STATED PROBLEM: Render every line of the entries below as a Markdown table with the columns Row and Text, where Row numbers each line and Text holds the line itself. Skip blank lines and leave the pictures out.

==*==

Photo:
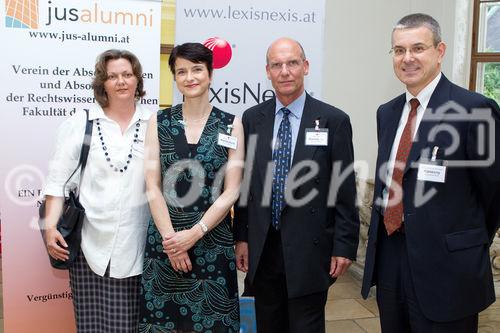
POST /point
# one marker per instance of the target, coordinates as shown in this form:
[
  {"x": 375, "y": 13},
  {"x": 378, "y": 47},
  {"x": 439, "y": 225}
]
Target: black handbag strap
[{"x": 84, "y": 152}]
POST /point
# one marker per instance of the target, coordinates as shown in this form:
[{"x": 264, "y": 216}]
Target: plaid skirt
[{"x": 103, "y": 304}]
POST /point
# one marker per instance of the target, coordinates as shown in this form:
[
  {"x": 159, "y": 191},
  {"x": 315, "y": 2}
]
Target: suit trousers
[
  {"x": 275, "y": 312},
  {"x": 399, "y": 309}
]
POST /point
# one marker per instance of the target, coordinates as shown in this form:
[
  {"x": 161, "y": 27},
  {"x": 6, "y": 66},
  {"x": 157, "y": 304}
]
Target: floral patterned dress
[{"x": 206, "y": 298}]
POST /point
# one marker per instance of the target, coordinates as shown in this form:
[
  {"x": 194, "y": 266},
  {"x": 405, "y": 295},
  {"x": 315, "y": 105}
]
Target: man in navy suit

==*==

TASK ANSWER:
| Row | Text |
|---|---|
| 1 | Photo: |
| 2 | POST /point |
| 3 | # one marker per instance of the target, coordinates as shown in this form: |
| 4 | [ |
| 5 |   {"x": 375, "y": 13}, |
| 6 |   {"x": 378, "y": 47}, |
| 7 |   {"x": 439, "y": 225} |
| 8 | ] |
| 9 | Target: black handbag strap |
| 10 | [{"x": 84, "y": 152}] |
| 11 | POST /point |
| 12 | # one marker per instance of the target, coordinates as shown in this form: |
| 13 | [{"x": 264, "y": 216}] |
| 14 | Target: plaid skirt |
| 15 | [{"x": 103, "y": 304}] |
| 16 | POST /point |
| 17 | # one marker per instance of the target, coordinates as shown in this form: |
| 18 | [ |
| 19 |   {"x": 159, "y": 191}, |
| 20 |   {"x": 315, "y": 2} |
| 21 | ] |
| 22 | Target: suit trousers |
| 23 | [ |
| 24 |   {"x": 275, "y": 312}, |
| 25 |   {"x": 399, "y": 309} |
| 26 | ] |
| 27 | POST /point |
| 28 | # one marker per instance of the target, coordinates as shown in this form: |
| 29 | [ |
| 30 |   {"x": 161, "y": 27}, |
| 31 |   {"x": 6, "y": 66}, |
| 32 |   {"x": 157, "y": 304} |
| 33 | ] |
| 34 | Target: floral patterned dress |
| 35 | [{"x": 206, "y": 298}] |
| 36 | POST /point |
| 37 | # one marker per instance of the target, coordinates as shown in this form: |
| 38 | [ |
| 39 |   {"x": 194, "y": 266}, |
| 40 |   {"x": 405, "y": 295}, |
| 41 |   {"x": 315, "y": 105} |
| 42 | ] |
| 43 | Target: man in navy suit |